• **INSTRUCTIONS FOR THE TASK**: Copy every line of the following data that includes the string "white".

• **RECORDS SHOWN**:
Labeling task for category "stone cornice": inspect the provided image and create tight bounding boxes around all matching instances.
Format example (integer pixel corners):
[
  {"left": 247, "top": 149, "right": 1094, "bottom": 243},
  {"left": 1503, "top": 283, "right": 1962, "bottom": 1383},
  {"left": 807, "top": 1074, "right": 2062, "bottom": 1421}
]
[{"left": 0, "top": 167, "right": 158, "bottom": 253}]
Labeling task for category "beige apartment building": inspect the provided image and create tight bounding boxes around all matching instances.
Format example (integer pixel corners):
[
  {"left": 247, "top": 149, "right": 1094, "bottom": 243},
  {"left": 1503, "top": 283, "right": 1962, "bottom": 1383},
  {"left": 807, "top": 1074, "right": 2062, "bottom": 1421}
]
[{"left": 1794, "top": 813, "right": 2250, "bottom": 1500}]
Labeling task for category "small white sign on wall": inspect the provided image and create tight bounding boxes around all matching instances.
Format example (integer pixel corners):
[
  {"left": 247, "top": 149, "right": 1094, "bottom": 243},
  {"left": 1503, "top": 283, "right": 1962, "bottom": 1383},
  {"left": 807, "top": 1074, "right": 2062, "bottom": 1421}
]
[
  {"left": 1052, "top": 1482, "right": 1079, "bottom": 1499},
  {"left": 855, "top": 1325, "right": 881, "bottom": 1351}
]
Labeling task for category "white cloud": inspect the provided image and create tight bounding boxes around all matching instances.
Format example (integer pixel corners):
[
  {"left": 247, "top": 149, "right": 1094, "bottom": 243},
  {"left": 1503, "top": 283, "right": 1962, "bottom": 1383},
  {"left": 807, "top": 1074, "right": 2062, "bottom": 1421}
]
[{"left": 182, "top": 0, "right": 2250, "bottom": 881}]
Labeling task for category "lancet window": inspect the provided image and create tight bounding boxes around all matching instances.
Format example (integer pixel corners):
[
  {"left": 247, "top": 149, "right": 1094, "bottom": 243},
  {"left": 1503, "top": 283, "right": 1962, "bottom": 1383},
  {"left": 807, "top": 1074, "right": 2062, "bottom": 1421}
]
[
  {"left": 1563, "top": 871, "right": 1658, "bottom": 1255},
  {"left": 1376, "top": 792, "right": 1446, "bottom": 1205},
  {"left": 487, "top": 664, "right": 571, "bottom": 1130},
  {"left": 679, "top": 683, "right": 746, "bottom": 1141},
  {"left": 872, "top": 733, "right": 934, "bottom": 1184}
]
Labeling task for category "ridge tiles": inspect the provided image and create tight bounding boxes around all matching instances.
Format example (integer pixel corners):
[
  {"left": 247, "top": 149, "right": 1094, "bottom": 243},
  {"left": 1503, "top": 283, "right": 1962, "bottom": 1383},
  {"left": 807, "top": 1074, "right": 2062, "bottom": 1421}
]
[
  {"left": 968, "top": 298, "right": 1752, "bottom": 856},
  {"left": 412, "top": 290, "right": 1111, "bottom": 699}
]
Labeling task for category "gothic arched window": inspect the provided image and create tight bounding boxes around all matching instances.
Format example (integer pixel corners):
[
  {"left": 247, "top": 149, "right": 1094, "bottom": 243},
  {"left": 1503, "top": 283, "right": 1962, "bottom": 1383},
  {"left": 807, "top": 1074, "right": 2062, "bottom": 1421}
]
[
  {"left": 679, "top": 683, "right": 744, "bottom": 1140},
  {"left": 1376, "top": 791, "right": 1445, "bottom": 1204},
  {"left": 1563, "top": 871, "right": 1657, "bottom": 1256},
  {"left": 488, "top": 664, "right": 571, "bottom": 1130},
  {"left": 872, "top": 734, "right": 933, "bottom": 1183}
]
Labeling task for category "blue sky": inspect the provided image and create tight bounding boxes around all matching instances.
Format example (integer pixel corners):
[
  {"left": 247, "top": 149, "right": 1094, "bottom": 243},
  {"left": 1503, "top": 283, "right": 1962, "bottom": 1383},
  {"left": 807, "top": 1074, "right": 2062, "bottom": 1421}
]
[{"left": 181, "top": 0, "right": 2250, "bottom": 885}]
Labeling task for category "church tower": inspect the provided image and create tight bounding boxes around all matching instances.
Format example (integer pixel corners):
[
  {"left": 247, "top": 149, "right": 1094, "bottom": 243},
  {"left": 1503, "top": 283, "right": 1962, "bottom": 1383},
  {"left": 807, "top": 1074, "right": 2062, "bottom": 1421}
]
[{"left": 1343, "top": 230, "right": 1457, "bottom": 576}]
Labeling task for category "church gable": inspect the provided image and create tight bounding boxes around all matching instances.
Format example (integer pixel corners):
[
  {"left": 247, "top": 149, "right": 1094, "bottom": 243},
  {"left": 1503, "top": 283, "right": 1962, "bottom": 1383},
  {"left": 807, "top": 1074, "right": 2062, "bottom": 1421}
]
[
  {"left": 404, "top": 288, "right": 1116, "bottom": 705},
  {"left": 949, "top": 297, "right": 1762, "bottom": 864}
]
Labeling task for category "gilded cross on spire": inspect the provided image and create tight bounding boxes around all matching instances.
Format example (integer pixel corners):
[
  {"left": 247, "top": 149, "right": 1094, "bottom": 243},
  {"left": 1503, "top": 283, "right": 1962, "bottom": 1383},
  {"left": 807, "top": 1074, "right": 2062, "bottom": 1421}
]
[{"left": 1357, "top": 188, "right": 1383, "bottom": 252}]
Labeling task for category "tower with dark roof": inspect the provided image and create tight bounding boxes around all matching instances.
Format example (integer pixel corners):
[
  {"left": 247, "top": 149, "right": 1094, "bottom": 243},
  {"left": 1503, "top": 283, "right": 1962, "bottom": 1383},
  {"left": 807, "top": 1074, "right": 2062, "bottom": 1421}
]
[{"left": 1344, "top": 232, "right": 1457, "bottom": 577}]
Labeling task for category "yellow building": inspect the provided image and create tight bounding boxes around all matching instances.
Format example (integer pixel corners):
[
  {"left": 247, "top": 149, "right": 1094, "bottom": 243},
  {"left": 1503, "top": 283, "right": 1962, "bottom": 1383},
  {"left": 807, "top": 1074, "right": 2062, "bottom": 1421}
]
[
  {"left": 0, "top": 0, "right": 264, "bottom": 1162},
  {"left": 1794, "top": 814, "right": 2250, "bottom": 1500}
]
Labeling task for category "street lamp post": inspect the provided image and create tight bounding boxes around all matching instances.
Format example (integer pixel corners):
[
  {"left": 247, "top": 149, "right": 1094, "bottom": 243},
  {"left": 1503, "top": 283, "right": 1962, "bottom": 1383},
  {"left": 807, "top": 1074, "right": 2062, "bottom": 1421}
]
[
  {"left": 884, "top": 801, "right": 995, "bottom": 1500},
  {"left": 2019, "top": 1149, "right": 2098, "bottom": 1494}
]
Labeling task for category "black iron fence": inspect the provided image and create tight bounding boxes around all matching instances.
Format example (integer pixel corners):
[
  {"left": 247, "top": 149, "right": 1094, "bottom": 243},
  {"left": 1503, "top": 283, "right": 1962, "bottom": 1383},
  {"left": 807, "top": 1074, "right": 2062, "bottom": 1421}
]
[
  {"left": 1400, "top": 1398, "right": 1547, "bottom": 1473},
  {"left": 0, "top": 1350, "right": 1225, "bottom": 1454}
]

• **WRITTEN SOLUTION**:
Labeling task for category "small white sign on wall": inspect the provided image and create tight bounding boxes around all matching instances.
Labeling task for category "white cloud": inspect the provided image and create tight bounding boxes around all matching instances.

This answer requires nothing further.